>>>

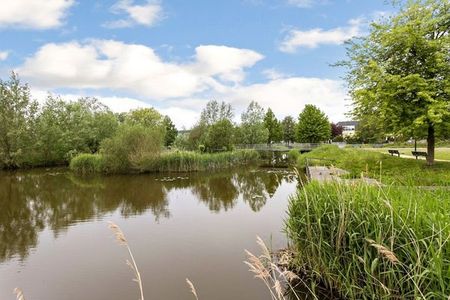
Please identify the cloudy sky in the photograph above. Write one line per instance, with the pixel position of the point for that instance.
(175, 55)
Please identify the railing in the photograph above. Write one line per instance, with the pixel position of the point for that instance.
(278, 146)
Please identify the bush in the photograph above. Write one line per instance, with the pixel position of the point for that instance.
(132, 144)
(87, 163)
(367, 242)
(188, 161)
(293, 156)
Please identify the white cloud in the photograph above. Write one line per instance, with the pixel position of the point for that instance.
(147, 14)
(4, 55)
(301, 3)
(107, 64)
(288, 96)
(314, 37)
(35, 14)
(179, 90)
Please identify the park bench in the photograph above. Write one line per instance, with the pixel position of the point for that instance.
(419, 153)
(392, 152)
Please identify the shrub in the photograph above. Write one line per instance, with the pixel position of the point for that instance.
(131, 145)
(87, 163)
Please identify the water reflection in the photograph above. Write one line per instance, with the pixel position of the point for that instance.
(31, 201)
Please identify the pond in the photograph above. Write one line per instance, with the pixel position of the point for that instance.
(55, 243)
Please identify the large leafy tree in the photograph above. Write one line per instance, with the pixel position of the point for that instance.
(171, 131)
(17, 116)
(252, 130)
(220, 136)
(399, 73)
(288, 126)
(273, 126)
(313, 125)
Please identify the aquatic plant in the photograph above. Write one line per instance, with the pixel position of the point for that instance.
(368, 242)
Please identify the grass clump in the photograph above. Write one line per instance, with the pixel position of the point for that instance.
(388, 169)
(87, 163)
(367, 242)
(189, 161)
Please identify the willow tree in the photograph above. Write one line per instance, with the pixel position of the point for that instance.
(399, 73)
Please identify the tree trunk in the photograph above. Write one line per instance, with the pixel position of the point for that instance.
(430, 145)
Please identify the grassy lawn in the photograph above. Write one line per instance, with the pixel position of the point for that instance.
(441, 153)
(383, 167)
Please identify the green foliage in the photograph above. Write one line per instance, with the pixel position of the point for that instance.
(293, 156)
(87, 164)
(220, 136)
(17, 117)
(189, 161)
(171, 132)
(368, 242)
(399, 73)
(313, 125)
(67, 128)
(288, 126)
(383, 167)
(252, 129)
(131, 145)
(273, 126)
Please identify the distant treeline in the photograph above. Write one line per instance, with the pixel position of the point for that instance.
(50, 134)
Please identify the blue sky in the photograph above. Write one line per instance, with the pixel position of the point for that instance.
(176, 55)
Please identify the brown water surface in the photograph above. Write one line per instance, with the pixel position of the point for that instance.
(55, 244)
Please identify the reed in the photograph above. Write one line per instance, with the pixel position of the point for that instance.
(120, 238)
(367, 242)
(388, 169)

<<<

A word-for-word transcription of the listing is needed, minus its images.

Please identify the cloudy sky in the photograph above. Write one line per instance, with the pixel position of the point for that instance.
(175, 55)
Please identify the railing in the photograph above. Write one line per instance, with the pixel position of the point for that instance.
(278, 146)
Please identify the bush in the photograph above. Write one line per instance, with the pixel position of the point for that instance.
(132, 144)
(87, 163)
(367, 242)
(188, 161)
(293, 156)
Please identify the white cloud in the photograph above. Write one line per instance, with the pixel position of the point for that instance.
(147, 14)
(4, 55)
(301, 3)
(107, 64)
(288, 96)
(314, 37)
(35, 14)
(179, 90)
Please identify the park bench in the photograph above. Write one line per instance, with the pixel position of the point for that instance.
(419, 153)
(392, 152)
Please identify the shrub in the photograph above. Write one line per instance, with the pixel position of the point for that instance.
(131, 145)
(87, 163)
Please identify the water reflection in the photograph above. Write one line per instance, with the pixel position of the point for that instance.
(31, 201)
Please identify the pond in the photograph above. Write one line per instance, with the pixel position of the point for that instance.
(55, 243)
Please identify the large leafy tree in the photograph above. Write one line per instance, with the pixel position of the point for that instance.
(171, 131)
(17, 116)
(252, 130)
(220, 136)
(399, 73)
(288, 126)
(273, 126)
(313, 125)
Please identify the aquatic plant in the photograph above. Write one line per instance, with the pixel position of the point for that instance.
(368, 242)
Please identify the grass clump in the photograph above. Write one line per instance, with the pixel position of the point for that instance.
(388, 169)
(87, 163)
(367, 242)
(189, 161)
Please identify the willow tree in the photograph above. Write one line per instance, with the pixel position of the point for that instance.
(399, 73)
Please identify the tree trunk in the photograph above. Write one line per instance, with the pixel position of the point for that instance.
(430, 145)
Please identify the grassy lawn in the photograph above. Write one line per instance, with the pixel position of the point for that instance.
(441, 153)
(383, 167)
Please identify the green foliage in the photograph above. Write one line per instance, with the pixel position of the point for that instance.
(293, 156)
(87, 164)
(220, 136)
(17, 117)
(189, 161)
(171, 132)
(368, 242)
(399, 73)
(313, 125)
(67, 128)
(288, 126)
(383, 167)
(252, 129)
(131, 145)
(273, 126)
Please identify the distant treeline in the photograph above. Write one line per instance, with the pixel position of the point for that instance.
(50, 134)
Please identify the blue sky in the photograph above. Write one line per instance, with the pixel position of the point for that instance.
(176, 55)
Please identify the brown water surface in the photograph above. Write one line per instance, with the pixel position of the point for that instance.
(55, 244)
Please identify the reed in the photograph above. Write one line per instance, with the pixel position of the point for that instance.
(120, 238)
(367, 242)
(388, 169)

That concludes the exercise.